* [DATA FOR ANALYSIS]:
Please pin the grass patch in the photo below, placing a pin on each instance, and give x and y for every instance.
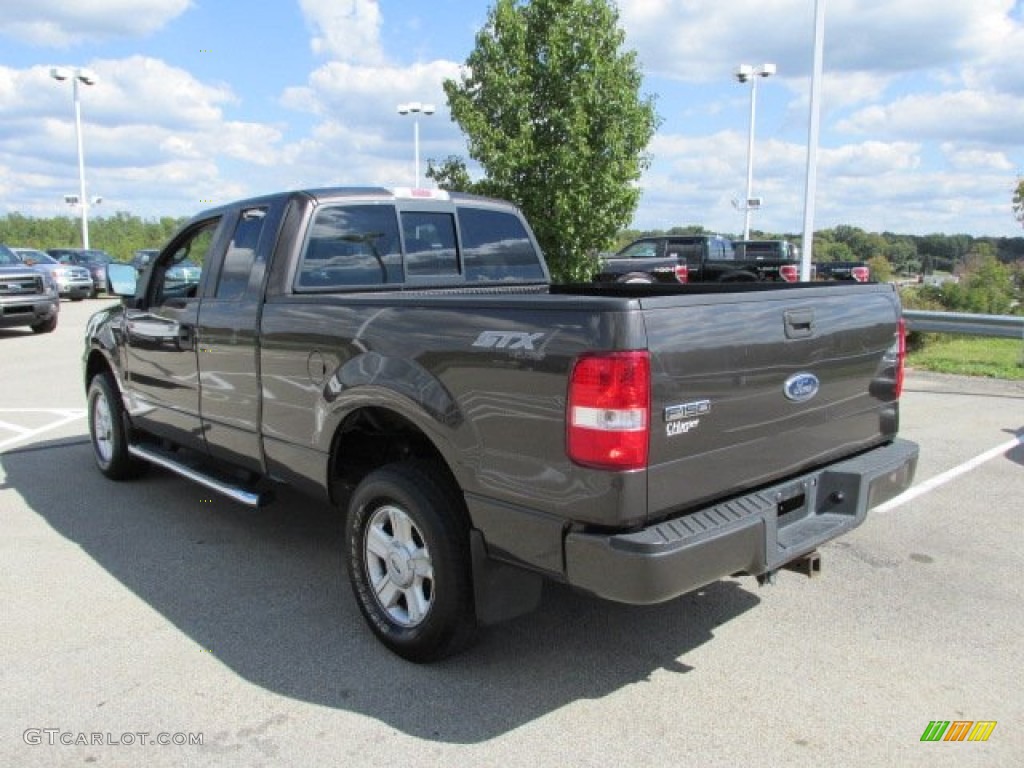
(968, 355)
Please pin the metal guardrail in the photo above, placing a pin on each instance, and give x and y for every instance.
(1003, 326)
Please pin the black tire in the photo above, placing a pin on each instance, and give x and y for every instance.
(46, 327)
(407, 549)
(107, 430)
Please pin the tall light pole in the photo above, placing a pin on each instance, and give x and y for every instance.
(416, 109)
(813, 128)
(747, 73)
(77, 75)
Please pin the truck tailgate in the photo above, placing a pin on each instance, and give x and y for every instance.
(750, 387)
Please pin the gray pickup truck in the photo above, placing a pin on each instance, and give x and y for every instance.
(28, 296)
(403, 354)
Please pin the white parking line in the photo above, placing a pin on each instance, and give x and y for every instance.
(941, 479)
(67, 417)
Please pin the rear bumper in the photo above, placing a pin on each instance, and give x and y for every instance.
(753, 534)
(28, 311)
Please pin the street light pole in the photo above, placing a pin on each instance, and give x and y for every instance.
(747, 73)
(86, 78)
(416, 109)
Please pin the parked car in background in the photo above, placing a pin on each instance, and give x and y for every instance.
(856, 271)
(141, 258)
(28, 297)
(183, 274)
(92, 259)
(693, 258)
(766, 249)
(72, 282)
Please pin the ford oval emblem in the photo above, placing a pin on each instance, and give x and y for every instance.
(801, 387)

* [REQUIREMENT]: Everything from the line containing "Please pin the ford" to the end of the listing above must be returned exactly. Both end lines belong in it.

* [RESULT]:
Please pin the ford oval emblem in the photo above, placing a pin on each instance, and give x and y for every instance.
(801, 387)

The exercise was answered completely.